* [PASSAGE]

A novel splice-site mutation in ALS2 establishes the diagnosis of juvenile amyotrophic lateral sclerosis in a family with early onset anarthria and generalized dystonias.

Autor: Saima Siddiqi, Jia Nee Foo, Anthony Vu, Saad Azim, David L Silver, Atika Mansoor, Stacey Kiat Hong Tay, Sumiya Abbasi, Asraf Hussain Hashmi, Jamal Janjua, Sumbal Khalid, E Shyong Tai, Gene W Yeo, Chiea Chuen Khor
Jazyk: angličtina
Rok vydání: 2014
Předmět:
Zdroj: PLoS ONE, Vol 9, Iss 12, p e113258 (2014)

* [SUPPLIED RECORDS]
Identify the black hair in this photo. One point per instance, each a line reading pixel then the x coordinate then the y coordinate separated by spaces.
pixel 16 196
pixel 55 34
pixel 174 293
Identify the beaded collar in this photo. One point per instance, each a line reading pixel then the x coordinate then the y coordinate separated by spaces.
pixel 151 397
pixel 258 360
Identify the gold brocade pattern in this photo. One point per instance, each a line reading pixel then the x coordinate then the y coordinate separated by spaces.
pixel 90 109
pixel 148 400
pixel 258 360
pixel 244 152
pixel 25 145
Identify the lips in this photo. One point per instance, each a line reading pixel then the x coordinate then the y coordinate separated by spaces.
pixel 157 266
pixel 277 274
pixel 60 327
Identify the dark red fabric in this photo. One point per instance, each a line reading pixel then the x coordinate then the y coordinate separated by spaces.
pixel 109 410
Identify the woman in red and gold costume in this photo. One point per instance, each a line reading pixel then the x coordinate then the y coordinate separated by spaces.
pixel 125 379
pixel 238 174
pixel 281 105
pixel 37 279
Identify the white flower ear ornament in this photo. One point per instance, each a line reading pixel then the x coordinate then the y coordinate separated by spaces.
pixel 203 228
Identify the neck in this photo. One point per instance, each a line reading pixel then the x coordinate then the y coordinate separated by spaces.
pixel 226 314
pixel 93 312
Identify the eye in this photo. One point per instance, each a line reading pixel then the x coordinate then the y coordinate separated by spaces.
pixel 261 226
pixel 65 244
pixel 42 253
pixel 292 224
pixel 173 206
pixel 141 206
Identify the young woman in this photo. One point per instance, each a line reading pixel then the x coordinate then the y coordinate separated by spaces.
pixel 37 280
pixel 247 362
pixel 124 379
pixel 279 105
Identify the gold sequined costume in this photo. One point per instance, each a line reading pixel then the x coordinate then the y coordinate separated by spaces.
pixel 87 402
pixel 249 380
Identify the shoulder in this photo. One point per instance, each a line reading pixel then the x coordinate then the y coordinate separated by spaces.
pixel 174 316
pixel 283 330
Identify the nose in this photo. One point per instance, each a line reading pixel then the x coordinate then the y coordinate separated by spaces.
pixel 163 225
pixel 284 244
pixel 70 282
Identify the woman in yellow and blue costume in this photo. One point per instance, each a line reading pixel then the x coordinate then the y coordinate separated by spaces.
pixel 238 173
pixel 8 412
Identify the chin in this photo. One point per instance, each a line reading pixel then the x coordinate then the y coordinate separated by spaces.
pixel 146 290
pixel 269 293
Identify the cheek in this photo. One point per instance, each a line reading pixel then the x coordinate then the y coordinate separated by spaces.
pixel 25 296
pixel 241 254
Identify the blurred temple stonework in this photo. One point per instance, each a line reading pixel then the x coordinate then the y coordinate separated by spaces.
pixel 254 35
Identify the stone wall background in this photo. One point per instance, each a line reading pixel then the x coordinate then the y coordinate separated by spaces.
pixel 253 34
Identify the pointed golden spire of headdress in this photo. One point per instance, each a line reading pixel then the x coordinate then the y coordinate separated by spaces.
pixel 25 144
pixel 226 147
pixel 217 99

* [ACTIONS TO TAKE]
1 > In the record of the article on the ALS2 splice-site mutation, which journal is given as the source?
2 > Rewrite the part of the record of the article on the ALS2 splice-site mutation from "A novel splice-site" to "p e113258 (2014)", replacing "family" with "kindred".

* [ANSWERS TO THE EXERCISES]
1 > PLoS ONE

2 >
A novel splice-site mutation in ALS2 establishes the diagnosis of juvenile amyotrophic lateral sclerosis in a kindred with early onset anarthria and generalized dystonias.

Autor: Saima Siddiqi, Jia Nee Foo, Anthony Vu, Saad Azim, David L Silver, Atika Mansoor, Stacey Kiat Hong Tay, Sumiya Abbasi, Asraf Hussain Hashmi, Jamal Janjua, Sumbal Khalid, E Shyong Tai, Gene W Yeo, Chiea Chuen Khor
Jazyk: angličtina
Rok vydání: 2014
Předmět:
Zdroj: PLoS ONE, Vol 9, Iss 12, p e113258 (2014)